What is being asked »
Scale every record below by reproducing all lines, requests included, and multiplying each coordinate in the answers by 0.3, rounding to whole numbers with halves going up.

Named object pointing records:
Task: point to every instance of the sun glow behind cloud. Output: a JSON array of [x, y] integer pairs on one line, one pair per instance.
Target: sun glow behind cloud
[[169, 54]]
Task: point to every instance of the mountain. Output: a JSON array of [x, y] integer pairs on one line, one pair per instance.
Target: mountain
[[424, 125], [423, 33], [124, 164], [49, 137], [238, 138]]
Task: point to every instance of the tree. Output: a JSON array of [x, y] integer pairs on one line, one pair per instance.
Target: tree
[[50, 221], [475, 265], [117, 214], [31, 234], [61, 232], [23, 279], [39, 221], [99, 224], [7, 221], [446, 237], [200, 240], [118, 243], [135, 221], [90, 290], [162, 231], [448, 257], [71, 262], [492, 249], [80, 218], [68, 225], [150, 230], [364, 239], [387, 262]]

Result »
Task: point to every instance of the sun glow behind cloud. Output: a JSON array of [x, y] integer pairs on one line, one pair per instance.
Target: sun glow behind cloud
[[51, 16]]
Task: point to every instance of the mountain. Output: a JSON array of [x, y] integer pairs on one line, one pair per instance.
Target: mountain
[[127, 38], [127, 10], [37, 49], [15, 41], [71, 41]]
Task: point to every instance of the tree. Output: a JSON array of [x, y] integer pairs on one line, one pair per instance.
Target: tree
[[15, 66], [143, 80], [35, 64], [9, 70], [18, 70], [7, 84], [12, 66], [30, 67], [2, 66], [134, 71], [60, 72], [35, 73], [41, 66], [27, 87], [49, 69], [134, 77], [21, 79], [148, 75], [24, 65], [20, 68], [45, 69], [109, 72], [116, 79]]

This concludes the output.